→ Texto proporcionado:
━━━━━━━━━━
Acudamos a la Virgen Santísima, quien decía que el Señor la había llamado porque se había fijado “en la humildad de su esclava”, y pidámosle que nos alcance la audacia necesaria para decidirnos a llevar sobre nosotros el yugo de su Hijo y a aprender de él, que es manso y humilde de corazón. De esa manera, Madre nuestra, encontraremos el verdadero descanso para nuestras almas: “porque su yugo es llevadero y su carga ligera”.

2.2. El grano de trigo

El Evangelio de san Juan presenta las últimas jornadas de Jesús con una consideración teológica, más que como un simple recuento de esos eventos. En el capítulo 12 (20-36) muestra que el Señor subió a Jerusalén para celebrar la que sería su última Pascua en la tierra. Acababa de pasar la entrada triunfal en la ciudad santa y, entre los peregrinos, “había algunos griegos; estos, acercándose a Felipe, el de Betsaida de Galilea, le rogaban: ‘Señor, queremos ver a Jesús’. Felipe fue a decírselo a Andrés; y Andrés y Felipe fueron a decírselo a Jesús”.

Parece un relato prescindible y, sin embargo, tiene un significado importante: la misión universal de Jesús. Justo cuando las autoridades del pueblo elegido lo rechazarán como su Mesías, unos extranjeros se interesan por él. Además, esta primera escena nos muestra el “hecho religioso”, que todas las culturas buscan a Dios: “queremos ver a Jesús”. Y también nos enseña la importancia del testimonio cristiano: aquellos griegos se acercaron a Felipe porque sabían que era un seguidor de Cristo. Y él actuó con prontitud, consciente del valor de cada alma. Se unió a otro Apóstol y, con él, intercedió ante el Maestro por esos hombres.

Jesús reaccionó con alegría y les contestó: “Ha llegado la hora de que sea glorificado el Hijo del hombre”. Pero ¿en qué consiste esa exaltación? Uno se imagina un ensalzamiento, una festividad. Sin embargo, el Señor continúa con una pequeña parábola, que explica lo que sucederá en los siguientes días de la primera Semana Santa: “En verdad, en verdad os digo: si el grano de trigo no cae en tierra y muere, queda infecundo; pero si muere, da mucho fruto”.
━━━━━━━━━━
→ Objetivo de la tarea: ¿Puedes transcribir tal cual el fragmento de la reflexión sobre el grano de trigo que empieza con «Parece un relato» y acaba con «por esos hombres.»?
━━━━━━━━━━
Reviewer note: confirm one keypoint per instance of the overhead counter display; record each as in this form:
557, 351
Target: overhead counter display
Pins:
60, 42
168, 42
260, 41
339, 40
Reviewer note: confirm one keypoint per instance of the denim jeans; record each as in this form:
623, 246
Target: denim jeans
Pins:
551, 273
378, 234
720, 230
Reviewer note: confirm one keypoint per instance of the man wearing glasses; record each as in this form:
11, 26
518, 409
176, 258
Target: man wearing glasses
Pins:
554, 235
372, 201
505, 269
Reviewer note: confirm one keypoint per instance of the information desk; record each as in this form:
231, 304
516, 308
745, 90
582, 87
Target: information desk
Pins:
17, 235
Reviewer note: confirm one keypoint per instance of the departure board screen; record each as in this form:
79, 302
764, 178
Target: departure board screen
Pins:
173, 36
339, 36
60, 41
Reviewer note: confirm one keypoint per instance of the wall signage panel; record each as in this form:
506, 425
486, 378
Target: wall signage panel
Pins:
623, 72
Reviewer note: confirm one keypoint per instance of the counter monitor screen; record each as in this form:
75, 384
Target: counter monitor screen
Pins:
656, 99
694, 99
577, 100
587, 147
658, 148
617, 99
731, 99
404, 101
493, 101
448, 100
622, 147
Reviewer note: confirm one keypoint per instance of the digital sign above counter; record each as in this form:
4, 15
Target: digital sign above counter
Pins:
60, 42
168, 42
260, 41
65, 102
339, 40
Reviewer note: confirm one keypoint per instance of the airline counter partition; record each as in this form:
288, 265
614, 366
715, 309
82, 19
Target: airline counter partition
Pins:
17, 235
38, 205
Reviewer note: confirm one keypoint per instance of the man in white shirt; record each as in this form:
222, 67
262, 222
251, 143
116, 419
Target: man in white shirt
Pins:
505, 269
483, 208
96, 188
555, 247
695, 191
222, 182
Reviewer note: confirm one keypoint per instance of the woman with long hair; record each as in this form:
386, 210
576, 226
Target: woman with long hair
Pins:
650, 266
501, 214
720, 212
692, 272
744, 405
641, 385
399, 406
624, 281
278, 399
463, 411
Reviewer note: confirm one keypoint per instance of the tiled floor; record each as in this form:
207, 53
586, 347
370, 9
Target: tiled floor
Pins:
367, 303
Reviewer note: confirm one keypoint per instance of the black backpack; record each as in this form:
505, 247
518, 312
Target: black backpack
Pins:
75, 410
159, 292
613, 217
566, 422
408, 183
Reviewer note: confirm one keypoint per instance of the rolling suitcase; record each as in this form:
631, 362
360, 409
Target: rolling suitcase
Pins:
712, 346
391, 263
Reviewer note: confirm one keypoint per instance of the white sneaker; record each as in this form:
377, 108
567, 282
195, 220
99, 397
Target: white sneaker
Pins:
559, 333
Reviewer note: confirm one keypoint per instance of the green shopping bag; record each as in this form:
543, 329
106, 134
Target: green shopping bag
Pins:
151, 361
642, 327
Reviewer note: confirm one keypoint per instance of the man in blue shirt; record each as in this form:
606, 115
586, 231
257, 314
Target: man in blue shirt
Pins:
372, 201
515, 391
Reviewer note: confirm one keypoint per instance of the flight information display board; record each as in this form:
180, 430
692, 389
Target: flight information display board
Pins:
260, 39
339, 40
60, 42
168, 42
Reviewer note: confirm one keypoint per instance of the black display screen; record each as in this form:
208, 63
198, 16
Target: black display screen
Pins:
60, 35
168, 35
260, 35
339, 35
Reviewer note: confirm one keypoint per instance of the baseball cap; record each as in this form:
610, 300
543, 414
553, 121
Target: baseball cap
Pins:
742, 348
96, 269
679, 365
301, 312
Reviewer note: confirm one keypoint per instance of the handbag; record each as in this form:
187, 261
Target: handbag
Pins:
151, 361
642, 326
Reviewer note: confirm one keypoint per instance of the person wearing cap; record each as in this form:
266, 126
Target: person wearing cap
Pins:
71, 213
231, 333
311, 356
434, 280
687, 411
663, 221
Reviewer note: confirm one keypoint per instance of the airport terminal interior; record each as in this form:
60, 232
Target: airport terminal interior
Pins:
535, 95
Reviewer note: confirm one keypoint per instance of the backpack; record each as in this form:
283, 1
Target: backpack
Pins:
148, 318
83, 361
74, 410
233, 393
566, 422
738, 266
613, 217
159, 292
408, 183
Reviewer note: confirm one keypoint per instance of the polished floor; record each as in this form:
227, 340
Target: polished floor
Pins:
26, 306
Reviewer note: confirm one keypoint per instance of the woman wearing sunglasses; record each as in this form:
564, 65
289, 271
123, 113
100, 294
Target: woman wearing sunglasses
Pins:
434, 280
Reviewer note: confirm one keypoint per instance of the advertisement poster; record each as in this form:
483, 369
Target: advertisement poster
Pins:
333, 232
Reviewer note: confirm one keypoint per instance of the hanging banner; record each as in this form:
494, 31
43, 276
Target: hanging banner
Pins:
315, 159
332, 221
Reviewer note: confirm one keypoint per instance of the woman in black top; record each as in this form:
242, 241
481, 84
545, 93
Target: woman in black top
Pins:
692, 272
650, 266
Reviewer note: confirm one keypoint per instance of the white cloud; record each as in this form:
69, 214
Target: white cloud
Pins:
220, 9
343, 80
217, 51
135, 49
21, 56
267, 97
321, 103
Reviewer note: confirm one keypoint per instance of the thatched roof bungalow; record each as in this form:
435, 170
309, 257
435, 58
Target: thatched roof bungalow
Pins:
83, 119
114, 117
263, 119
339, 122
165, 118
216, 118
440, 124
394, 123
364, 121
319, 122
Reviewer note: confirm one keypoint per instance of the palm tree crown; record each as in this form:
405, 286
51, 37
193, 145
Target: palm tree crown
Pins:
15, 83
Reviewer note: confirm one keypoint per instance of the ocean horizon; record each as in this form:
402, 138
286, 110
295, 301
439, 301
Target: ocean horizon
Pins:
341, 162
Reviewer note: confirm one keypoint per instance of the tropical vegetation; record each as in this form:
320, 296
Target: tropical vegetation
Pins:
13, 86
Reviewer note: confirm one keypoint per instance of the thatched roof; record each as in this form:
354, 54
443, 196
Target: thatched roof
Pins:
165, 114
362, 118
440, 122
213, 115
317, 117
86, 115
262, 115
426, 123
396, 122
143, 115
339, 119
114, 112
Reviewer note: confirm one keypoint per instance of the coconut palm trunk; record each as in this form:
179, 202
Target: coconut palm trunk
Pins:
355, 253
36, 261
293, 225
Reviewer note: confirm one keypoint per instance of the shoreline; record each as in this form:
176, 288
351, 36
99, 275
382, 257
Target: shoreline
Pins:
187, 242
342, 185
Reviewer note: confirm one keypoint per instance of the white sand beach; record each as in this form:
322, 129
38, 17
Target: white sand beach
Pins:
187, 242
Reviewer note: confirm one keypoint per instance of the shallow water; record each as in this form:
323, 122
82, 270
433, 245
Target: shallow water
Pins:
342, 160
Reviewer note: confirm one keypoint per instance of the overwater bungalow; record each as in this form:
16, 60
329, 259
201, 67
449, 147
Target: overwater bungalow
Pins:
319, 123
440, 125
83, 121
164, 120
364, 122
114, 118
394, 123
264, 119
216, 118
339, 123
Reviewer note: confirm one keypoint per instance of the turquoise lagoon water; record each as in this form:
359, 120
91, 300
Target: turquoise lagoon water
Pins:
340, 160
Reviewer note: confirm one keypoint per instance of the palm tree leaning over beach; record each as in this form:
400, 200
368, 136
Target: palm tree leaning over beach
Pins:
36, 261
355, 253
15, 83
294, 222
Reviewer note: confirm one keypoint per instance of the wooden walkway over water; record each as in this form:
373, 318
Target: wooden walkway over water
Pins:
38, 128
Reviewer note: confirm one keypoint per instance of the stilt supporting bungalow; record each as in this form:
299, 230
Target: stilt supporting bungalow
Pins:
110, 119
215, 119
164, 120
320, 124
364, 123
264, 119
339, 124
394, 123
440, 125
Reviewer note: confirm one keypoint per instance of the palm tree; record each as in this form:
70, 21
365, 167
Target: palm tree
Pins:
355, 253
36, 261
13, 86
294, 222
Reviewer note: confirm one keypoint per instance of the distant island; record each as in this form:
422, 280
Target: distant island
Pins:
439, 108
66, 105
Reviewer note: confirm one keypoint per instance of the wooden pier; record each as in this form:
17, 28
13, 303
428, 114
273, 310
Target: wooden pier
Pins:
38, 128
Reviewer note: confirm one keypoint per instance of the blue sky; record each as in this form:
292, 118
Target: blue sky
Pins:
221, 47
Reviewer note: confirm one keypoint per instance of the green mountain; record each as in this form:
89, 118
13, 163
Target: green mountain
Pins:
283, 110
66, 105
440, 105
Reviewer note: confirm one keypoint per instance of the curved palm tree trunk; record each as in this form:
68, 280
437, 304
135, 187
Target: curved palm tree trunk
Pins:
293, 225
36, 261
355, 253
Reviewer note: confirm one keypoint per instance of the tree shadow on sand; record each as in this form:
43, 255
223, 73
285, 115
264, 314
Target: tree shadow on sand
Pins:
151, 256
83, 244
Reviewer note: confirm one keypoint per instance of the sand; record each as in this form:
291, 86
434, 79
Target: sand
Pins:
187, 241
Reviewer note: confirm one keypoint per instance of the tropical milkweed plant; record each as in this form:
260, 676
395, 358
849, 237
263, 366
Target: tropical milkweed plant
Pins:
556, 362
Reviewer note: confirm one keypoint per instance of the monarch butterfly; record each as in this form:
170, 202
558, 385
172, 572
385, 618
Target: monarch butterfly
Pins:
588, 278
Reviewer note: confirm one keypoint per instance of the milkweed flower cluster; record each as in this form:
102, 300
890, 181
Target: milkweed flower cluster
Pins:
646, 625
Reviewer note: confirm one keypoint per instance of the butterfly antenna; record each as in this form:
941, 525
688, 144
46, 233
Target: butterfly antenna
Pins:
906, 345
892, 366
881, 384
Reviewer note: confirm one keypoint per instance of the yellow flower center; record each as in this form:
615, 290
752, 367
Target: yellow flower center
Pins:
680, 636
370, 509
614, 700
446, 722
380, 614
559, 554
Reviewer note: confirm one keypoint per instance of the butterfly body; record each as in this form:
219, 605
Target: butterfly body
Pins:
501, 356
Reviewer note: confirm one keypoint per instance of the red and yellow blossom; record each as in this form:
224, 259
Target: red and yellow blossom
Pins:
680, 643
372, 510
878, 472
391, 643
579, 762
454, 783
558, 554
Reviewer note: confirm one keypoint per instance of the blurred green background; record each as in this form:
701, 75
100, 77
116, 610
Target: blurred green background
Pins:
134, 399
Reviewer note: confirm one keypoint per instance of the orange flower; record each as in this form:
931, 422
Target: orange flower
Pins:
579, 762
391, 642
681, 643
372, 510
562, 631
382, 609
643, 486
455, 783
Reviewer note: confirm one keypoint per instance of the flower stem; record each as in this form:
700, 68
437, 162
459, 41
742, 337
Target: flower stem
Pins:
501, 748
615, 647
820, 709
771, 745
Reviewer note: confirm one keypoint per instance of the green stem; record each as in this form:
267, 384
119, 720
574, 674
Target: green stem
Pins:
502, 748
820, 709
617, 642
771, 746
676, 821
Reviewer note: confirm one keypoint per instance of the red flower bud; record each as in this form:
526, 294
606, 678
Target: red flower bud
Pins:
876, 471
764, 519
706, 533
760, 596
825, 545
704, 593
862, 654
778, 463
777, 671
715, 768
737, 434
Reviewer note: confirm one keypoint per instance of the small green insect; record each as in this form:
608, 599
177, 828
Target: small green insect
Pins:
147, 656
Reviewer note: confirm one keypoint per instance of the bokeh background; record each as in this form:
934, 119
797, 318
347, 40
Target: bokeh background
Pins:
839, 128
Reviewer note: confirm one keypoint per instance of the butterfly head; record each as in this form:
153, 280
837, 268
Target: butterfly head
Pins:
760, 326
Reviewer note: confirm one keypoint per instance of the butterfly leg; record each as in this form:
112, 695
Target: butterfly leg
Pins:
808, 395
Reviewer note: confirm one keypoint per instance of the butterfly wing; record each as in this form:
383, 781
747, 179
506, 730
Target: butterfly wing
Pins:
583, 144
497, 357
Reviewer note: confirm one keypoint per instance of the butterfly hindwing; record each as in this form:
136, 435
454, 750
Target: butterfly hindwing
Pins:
━━━━━━━━━━
→ Solución de la tarea:
Parece un relato prescindible y, sin embargo, tiene un significado importante: la misión universal de Jesús. Justo cuando las autoridades del pueblo elegido lo rechazarán como su Mesías, unos extranjeros se interesan por él. Además, esta primera escena nos muestra el “hecho religioso”, que todas las culturas buscan a Dios: “queremos ver a Jesús”. Y también nos enseña la importancia del testimonio cristiano: aquellos griegos se acercaron a Felipe porque sabían que era un seguidor de Cristo. Y él actuó con prontitud, consciente del valor de cada alma. Se unió a otro Apóstol y, con él, intercedió ante el Maestro por esos hombres.